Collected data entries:
Segment Open
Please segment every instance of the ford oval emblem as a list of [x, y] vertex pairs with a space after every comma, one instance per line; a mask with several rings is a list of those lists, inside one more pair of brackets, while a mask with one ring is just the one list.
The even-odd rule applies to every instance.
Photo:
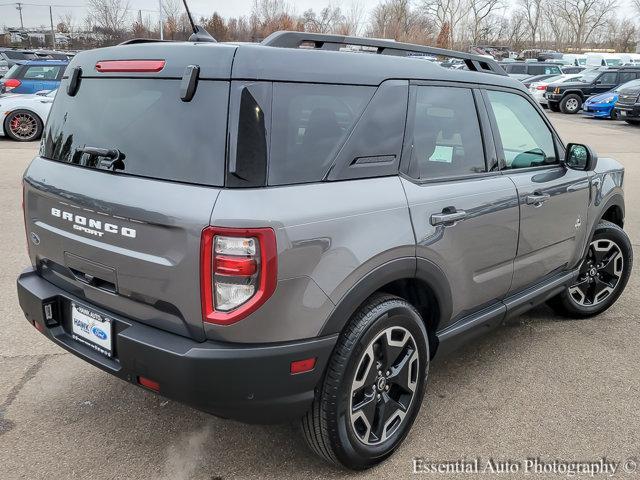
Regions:
[[100, 330], [98, 327], [93, 327], [91, 329], [91, 333], [93, 333], [100, 340], [106, 340], [107, 339], [107, 334], [104, 332], [104, 330]]
[[40, 245], [40, 237], [33, 232], [31, 232], [31, 243], [34, 245]]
Segment Closed
= What the task requires =
Your answer should consist of copies of the lines above that include the string "every".

= Response to this task =
Please segment every instance of the ford oval emblem as a list of [x, y] vertex pairs with a space after every comma, one instance per line; a mask with several rings is a list of those lists, inside one more pair of brackets, while a mask with one ring is just the one list.
The even-odd rule applies to every instance.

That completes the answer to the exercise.